= Exercise =
Only those lines from the one with "the wooden surface" through the last line of the material belong in the answer, each repeated exactly.
.....
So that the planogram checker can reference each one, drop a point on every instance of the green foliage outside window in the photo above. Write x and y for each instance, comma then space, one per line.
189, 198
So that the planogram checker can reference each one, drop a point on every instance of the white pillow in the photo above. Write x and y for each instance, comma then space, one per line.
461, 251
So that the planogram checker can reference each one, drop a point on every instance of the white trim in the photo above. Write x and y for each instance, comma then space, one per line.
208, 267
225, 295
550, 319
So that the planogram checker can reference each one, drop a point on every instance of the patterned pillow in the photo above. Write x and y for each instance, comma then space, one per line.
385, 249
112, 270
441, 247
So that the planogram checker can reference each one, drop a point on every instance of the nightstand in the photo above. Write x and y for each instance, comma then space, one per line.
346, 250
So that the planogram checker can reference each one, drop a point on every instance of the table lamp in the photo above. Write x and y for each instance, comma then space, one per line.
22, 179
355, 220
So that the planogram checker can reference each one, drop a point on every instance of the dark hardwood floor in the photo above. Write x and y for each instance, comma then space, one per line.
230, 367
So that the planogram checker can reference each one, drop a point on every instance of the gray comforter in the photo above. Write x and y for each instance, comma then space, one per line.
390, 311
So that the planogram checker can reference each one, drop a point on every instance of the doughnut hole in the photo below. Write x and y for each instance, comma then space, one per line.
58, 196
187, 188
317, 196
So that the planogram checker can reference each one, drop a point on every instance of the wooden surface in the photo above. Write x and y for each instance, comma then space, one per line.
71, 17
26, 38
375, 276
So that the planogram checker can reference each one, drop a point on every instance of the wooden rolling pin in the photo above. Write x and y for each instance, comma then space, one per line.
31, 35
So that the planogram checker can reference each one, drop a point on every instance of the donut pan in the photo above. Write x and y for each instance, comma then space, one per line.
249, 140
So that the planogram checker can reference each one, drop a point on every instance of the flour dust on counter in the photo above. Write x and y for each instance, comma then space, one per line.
.....
= Problem solution =
So that the planogram checker can reference each one, drop a point on every instance of the wooden surface in the photo above. Write x and y for each instance, comma then space, one per line.
71, 17
26, 38
375, 276
So that the planogram checker can reference each one, drop a point on every instance of the wooden rolling pin in the photo above. Write x and y for each instance, comma then space, one per line.
31, 35
So that the planogram checker can reference each one, drop a point on every instance of the donut pan in the photo above. Write x and y for each instance, comma then space, one per line.
249, 140
So that the planogram checker can reference each one, drop a point on every instance of the flour dust on counter in the photo above. Write x and y for each instance, comma then space, one per line.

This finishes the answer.